• Tasks to perform
(a) Name every drug listed in the passage on detox in the sentence that begins "Withdrawal symptoms from Benzodiazepines".
(b) According to the passage on detox, what does the alternative detox process use?

• Page extract
━━━━━━━━━━━━━━━━━━━━━━━━━━━━━━
As the body struggles to return to normal chemical balance in the brain and stabile communication between neurons and receptors, many other physical and psychological symptoms may arise. Sometimes, psychological conditions that were underlying use will be exposed, and the symptoms will be severe. Sometimes psychological symptoms appear that are extreme but are drug induced and will eventually disappear. Sometimes, symptoms can last for months after the drugs and alcohol are no longer consumed.

There are simply three ways to approach detox:

  • 1. Cold turkey- no help, no aids,
  • 2. Alternative detox process- using saunas, acupuncture and natural herbs to detox
  • 3. Medically assisted detox- Supervised by a physician prescribing medication to address withdrawal symptoms

The problem with the first two detox processes is the withdrawal symptoms. Withdrawal symptoms from Benzodiazepines (central nervous system depressants), Barbiturates (central nervous system depressants), Opiates (central nervous system depressants), Meth (stimulant), are very different. Each class of drugs and alcohol has its own withdrawal symptoms, some more dangerous than others. Combinations of drugs mean more complicated withdrawal symptoms and a more dangerous withdrawal. For example, withdrawal from opiates may be extremely painful, but, it is not life threatening as in the case of barbiturates. Withdrawal from Barbiturates can be life threatening.

A certified addiction physician can make the withdrawal process more comfortable as he or she manages symptoms from diarrhea to anxiety or panic.
What is the difference between Rapid Detox and Medically Monitored Detox?
━━━━━━━━━━━━━━━━━━━━━━━━━━━━━━
Saved data entries:

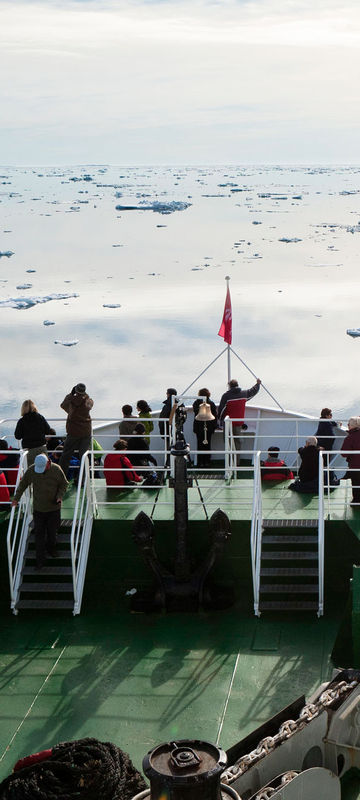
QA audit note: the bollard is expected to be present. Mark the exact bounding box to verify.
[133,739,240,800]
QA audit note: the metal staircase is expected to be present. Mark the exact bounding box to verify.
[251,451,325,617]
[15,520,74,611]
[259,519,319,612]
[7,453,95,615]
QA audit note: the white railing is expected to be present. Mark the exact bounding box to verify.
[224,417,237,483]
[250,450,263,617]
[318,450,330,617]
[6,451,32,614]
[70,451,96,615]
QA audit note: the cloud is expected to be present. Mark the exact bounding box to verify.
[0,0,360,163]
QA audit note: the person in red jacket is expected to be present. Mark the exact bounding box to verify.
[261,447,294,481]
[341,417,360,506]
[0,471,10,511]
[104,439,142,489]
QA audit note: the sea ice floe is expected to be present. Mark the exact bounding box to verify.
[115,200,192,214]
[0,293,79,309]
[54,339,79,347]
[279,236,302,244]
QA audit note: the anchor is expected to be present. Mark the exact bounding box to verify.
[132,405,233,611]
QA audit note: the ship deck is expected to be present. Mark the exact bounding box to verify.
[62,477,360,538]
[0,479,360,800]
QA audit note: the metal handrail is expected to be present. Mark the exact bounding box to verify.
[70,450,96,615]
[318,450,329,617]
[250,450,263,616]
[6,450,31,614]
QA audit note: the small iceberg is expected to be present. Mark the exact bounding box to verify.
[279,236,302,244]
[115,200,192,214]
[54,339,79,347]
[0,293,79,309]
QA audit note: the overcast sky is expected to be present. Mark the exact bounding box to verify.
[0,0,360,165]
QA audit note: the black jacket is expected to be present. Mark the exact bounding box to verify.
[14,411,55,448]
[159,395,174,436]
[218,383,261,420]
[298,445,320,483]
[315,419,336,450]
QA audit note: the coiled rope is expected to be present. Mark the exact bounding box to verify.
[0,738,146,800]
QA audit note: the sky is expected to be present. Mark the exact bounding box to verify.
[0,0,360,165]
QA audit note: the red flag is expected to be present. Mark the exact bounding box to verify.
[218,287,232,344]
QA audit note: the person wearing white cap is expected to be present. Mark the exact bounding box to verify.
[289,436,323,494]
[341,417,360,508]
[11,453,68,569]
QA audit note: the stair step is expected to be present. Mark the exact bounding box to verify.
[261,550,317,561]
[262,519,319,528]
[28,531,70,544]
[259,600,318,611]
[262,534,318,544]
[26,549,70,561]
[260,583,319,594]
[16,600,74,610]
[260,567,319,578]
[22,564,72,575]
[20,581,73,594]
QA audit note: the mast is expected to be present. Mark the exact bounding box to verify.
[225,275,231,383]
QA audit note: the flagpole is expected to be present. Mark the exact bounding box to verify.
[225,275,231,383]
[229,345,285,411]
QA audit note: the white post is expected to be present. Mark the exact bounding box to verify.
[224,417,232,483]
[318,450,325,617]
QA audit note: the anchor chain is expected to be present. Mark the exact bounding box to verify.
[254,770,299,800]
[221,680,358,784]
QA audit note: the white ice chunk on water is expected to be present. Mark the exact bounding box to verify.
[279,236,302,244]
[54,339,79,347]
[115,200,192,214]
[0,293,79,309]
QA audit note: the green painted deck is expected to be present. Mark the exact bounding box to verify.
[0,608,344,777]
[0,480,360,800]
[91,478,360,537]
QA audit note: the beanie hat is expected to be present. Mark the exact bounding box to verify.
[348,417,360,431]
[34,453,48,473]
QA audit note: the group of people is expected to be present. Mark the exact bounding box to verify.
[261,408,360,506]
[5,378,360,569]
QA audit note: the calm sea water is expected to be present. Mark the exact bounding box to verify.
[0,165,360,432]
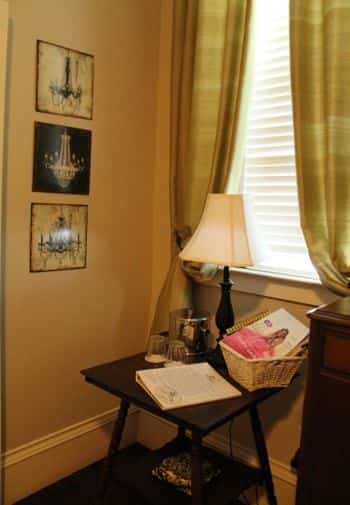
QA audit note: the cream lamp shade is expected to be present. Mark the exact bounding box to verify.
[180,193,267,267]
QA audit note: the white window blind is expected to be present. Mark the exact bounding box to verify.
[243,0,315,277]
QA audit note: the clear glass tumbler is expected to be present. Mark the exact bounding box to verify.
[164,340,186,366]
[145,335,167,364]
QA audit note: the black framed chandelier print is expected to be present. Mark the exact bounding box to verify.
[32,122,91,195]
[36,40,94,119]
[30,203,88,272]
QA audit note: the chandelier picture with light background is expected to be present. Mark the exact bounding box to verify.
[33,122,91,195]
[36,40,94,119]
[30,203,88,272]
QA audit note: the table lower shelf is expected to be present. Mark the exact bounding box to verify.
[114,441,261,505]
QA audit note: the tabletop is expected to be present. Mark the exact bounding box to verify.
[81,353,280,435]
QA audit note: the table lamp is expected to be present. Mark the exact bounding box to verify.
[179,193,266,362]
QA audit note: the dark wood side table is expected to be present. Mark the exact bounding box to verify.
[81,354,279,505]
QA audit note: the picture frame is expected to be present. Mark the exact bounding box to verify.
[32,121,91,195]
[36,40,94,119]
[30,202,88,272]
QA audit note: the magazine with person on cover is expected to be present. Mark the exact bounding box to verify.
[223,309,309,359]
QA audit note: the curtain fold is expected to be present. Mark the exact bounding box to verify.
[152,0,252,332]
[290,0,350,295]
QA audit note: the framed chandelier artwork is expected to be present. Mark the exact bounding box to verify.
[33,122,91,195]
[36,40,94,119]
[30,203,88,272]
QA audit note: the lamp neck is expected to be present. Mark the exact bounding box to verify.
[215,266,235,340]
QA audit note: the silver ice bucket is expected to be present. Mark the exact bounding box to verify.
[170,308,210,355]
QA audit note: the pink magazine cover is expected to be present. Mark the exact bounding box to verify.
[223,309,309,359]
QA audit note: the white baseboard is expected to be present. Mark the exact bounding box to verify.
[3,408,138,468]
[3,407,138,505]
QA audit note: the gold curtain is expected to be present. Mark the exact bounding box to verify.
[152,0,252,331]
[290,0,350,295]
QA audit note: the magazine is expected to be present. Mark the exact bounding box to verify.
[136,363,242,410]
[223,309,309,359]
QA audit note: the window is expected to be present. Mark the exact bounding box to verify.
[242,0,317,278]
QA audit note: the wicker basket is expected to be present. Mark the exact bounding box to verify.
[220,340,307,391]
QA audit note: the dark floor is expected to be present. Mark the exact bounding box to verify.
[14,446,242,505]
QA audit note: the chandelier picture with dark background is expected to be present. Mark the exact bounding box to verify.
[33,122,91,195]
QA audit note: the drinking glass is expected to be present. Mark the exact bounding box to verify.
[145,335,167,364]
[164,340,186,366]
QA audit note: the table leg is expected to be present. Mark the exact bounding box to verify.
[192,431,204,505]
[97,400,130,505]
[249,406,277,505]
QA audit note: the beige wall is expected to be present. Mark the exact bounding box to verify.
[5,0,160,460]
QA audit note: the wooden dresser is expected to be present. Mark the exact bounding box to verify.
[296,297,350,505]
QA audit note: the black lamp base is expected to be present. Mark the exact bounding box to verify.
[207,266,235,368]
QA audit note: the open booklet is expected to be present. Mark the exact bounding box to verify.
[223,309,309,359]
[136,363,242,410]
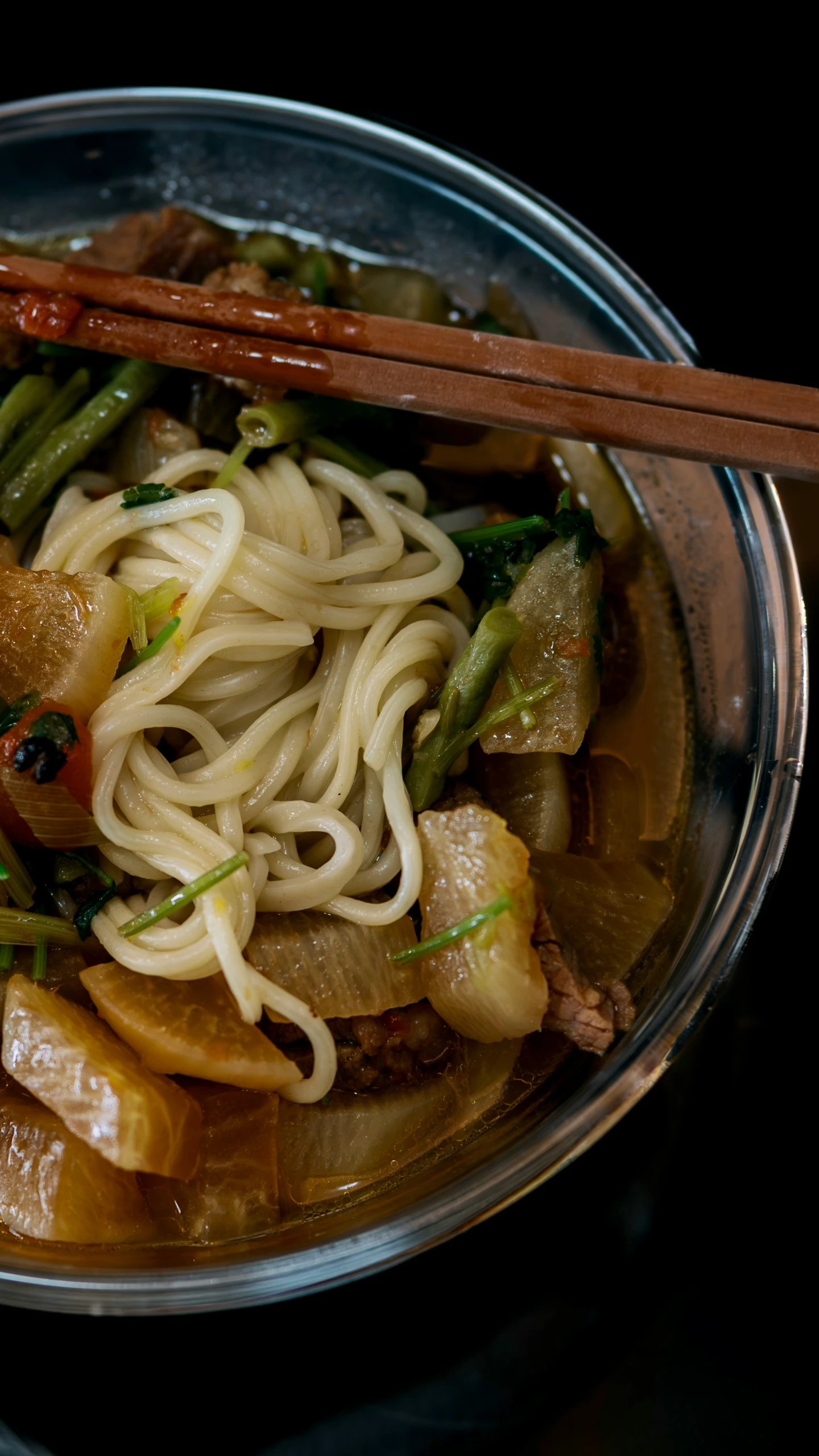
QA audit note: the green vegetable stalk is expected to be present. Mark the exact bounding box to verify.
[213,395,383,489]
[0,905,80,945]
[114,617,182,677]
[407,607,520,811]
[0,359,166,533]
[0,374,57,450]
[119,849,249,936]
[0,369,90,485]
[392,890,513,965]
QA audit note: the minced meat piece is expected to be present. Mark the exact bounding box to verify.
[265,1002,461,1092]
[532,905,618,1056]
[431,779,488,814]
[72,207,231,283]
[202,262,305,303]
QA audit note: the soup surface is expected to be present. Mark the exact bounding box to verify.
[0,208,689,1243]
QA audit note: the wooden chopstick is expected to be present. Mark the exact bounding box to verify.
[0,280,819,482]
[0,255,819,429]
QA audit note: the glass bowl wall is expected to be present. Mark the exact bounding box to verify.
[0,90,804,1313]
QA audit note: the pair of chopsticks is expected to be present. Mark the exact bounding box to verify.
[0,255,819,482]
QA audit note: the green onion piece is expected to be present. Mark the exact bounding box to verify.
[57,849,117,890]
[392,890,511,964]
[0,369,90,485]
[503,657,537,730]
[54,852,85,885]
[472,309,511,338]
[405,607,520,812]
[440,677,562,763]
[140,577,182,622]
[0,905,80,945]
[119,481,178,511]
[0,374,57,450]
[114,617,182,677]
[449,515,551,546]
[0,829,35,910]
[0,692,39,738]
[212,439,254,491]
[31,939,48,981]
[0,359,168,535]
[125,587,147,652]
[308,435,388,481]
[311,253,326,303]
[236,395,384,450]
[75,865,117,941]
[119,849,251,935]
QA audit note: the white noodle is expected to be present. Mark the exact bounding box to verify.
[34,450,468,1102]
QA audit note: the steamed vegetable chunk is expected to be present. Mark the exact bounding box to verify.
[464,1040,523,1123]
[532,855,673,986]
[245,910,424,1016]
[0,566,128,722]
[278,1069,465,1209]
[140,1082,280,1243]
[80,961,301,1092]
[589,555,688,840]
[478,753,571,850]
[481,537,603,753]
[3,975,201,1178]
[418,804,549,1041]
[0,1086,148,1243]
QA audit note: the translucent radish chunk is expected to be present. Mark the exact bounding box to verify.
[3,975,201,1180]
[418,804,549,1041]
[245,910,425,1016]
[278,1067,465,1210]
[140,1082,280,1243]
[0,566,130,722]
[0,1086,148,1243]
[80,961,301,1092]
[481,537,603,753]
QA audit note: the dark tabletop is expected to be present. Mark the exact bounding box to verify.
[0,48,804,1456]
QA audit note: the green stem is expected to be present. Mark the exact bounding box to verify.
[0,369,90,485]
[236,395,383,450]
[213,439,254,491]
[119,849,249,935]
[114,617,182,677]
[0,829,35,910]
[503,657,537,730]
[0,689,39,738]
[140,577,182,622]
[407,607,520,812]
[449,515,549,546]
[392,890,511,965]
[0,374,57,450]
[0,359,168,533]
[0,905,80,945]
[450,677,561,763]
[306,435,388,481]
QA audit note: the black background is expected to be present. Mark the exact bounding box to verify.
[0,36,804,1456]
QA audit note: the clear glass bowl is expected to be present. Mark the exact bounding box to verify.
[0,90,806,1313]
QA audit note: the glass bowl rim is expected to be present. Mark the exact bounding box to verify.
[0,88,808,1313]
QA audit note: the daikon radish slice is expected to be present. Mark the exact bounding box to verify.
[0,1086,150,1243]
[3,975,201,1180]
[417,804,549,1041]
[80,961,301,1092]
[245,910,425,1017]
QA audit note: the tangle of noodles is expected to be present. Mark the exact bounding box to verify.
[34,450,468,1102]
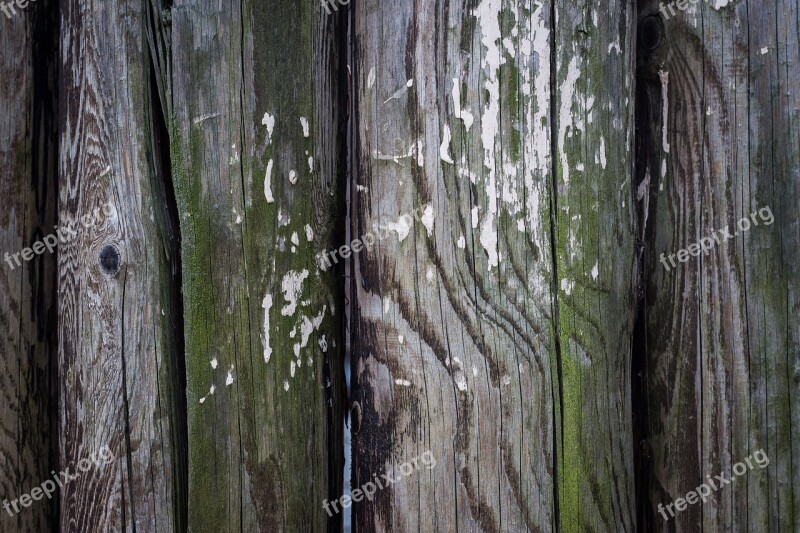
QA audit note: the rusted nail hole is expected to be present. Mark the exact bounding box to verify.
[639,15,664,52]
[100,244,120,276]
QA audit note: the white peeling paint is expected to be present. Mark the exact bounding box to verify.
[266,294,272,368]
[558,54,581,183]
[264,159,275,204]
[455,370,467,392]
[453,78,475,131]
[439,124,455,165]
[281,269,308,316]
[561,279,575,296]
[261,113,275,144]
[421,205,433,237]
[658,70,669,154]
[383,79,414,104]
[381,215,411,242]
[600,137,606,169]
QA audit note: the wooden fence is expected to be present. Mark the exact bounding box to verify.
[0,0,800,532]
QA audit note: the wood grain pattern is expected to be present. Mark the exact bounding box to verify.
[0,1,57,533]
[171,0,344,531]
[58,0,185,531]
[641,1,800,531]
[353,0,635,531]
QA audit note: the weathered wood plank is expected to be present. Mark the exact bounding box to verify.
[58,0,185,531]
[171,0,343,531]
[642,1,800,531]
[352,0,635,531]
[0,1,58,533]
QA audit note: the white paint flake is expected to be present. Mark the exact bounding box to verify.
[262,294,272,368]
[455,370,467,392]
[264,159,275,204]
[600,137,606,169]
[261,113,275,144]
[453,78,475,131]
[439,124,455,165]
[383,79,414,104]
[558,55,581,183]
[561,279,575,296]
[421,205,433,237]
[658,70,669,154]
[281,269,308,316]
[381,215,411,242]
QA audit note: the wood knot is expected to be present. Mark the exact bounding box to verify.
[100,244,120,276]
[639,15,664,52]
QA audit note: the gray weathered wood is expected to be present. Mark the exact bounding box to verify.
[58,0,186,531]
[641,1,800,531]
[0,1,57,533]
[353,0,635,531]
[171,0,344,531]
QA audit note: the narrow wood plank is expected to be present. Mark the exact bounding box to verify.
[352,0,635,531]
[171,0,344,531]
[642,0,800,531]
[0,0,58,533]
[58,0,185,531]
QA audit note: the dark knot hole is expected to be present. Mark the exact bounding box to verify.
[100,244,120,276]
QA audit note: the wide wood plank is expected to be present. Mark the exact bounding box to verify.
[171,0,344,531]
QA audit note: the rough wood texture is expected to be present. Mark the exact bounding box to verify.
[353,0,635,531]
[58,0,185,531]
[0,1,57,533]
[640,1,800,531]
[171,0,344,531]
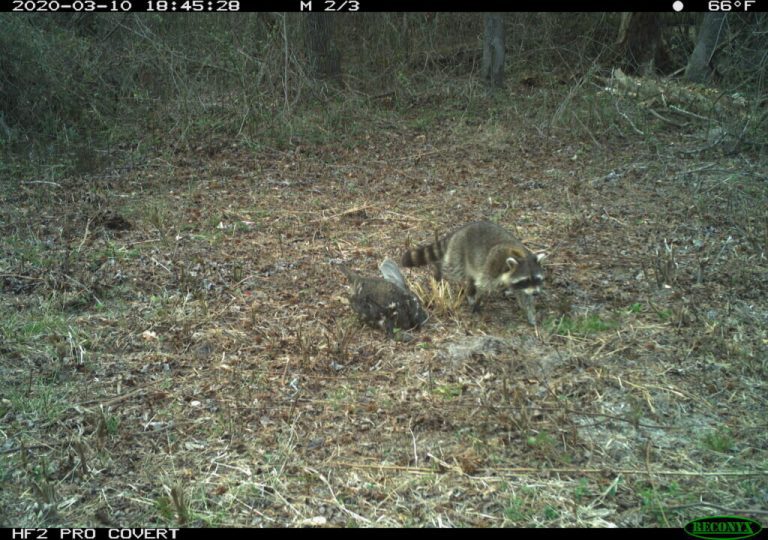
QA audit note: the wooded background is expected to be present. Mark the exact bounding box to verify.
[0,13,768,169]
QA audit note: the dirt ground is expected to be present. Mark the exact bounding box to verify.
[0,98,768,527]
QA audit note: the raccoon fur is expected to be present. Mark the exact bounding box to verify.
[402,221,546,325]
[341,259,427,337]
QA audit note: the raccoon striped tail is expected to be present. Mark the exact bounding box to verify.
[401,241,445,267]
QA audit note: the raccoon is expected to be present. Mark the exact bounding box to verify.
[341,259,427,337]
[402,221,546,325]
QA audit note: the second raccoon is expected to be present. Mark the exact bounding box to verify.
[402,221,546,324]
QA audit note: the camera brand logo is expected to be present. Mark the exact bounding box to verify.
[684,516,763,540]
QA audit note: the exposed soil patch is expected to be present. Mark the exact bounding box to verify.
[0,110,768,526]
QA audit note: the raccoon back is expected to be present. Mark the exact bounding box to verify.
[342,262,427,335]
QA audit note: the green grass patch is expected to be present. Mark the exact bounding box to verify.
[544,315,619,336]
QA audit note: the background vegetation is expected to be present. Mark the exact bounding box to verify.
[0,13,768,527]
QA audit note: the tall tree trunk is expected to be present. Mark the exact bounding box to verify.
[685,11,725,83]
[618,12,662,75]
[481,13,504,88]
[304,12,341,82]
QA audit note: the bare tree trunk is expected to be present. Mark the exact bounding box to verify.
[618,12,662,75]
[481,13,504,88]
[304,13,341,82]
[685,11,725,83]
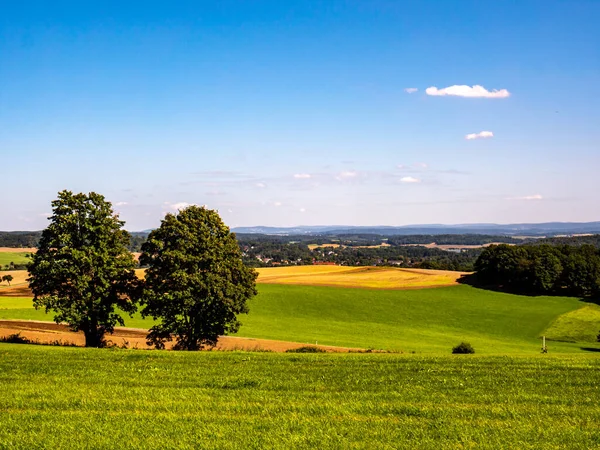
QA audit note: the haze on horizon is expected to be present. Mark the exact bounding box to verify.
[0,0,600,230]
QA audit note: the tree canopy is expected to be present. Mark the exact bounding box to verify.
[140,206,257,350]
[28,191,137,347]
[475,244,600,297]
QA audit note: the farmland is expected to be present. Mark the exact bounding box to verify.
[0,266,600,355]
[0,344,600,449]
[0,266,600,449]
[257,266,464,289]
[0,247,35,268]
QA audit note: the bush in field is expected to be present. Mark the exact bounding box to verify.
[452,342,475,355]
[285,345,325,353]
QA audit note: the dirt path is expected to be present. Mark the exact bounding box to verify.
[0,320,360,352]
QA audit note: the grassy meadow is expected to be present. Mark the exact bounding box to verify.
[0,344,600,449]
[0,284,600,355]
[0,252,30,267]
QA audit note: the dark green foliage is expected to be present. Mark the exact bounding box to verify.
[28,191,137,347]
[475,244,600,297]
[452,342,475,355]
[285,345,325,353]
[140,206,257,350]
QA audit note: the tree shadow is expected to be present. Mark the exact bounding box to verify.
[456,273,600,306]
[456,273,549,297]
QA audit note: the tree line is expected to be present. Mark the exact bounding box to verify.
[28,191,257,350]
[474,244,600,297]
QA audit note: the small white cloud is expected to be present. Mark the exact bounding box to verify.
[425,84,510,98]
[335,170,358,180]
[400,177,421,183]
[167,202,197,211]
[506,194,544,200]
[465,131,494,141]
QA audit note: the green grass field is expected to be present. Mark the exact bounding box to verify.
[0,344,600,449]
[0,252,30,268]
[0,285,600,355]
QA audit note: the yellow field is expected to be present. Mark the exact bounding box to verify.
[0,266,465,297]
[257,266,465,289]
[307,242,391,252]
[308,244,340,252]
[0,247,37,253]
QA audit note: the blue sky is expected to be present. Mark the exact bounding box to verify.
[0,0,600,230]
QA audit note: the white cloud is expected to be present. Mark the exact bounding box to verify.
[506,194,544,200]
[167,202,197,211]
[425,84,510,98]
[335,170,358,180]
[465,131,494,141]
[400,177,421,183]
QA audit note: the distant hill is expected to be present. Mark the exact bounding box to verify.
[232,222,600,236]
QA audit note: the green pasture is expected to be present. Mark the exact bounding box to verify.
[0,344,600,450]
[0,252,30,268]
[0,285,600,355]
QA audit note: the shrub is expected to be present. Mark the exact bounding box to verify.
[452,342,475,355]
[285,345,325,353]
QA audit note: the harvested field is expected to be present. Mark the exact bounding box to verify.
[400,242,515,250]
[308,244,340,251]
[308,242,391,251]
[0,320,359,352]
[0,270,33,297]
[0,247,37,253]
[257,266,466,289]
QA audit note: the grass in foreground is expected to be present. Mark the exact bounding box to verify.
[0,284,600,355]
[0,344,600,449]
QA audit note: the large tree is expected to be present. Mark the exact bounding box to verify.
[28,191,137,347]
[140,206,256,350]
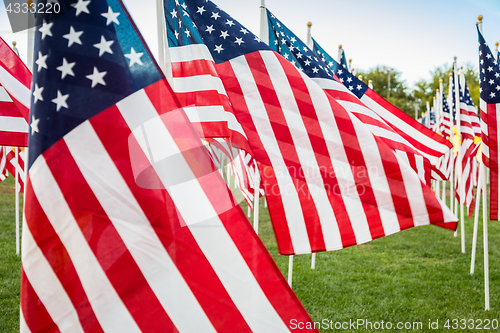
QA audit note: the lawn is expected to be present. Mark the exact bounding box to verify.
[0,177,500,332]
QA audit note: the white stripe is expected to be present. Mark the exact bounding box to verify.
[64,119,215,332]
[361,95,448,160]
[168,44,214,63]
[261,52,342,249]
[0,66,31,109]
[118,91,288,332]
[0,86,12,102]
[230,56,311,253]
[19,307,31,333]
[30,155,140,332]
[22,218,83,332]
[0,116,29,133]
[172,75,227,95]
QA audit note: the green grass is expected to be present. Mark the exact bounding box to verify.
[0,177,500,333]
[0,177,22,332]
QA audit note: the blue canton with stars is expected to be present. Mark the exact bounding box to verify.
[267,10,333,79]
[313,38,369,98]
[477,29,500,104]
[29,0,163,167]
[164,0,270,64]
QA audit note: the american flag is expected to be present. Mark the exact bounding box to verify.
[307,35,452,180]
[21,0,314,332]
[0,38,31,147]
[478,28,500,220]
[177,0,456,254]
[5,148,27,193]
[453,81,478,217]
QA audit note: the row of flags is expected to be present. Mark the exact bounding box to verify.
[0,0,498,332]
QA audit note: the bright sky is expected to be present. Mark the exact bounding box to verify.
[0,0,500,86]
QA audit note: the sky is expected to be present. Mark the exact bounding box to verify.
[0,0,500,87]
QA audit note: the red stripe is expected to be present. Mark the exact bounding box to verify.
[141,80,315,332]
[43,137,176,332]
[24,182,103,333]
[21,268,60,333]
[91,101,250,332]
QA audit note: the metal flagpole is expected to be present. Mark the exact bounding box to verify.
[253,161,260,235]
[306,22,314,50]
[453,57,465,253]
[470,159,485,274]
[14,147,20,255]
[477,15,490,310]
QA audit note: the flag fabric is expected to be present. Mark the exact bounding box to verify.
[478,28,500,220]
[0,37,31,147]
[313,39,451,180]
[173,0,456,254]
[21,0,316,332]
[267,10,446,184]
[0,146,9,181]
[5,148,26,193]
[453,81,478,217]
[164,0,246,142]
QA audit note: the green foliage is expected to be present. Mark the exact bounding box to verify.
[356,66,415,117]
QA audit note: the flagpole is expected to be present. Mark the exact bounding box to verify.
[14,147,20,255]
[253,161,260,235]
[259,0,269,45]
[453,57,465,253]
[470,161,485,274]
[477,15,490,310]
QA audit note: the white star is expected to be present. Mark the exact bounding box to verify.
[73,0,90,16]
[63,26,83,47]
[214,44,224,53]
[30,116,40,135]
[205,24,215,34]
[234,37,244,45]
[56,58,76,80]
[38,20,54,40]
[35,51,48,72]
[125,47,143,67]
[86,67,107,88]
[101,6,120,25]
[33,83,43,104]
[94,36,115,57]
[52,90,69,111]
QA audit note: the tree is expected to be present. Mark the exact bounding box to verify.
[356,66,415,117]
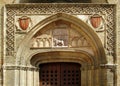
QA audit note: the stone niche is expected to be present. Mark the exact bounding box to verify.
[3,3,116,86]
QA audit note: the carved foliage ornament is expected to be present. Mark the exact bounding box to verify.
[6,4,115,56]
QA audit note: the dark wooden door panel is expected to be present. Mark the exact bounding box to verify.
━━━━━━━━━━━━━━━━━━━━━━━━━━━━━━
• Numbered answers
(a) Benzodiazepines, Barbiturates, Opiates, Meth

(b) Saunas, acupuncture and natural herbs.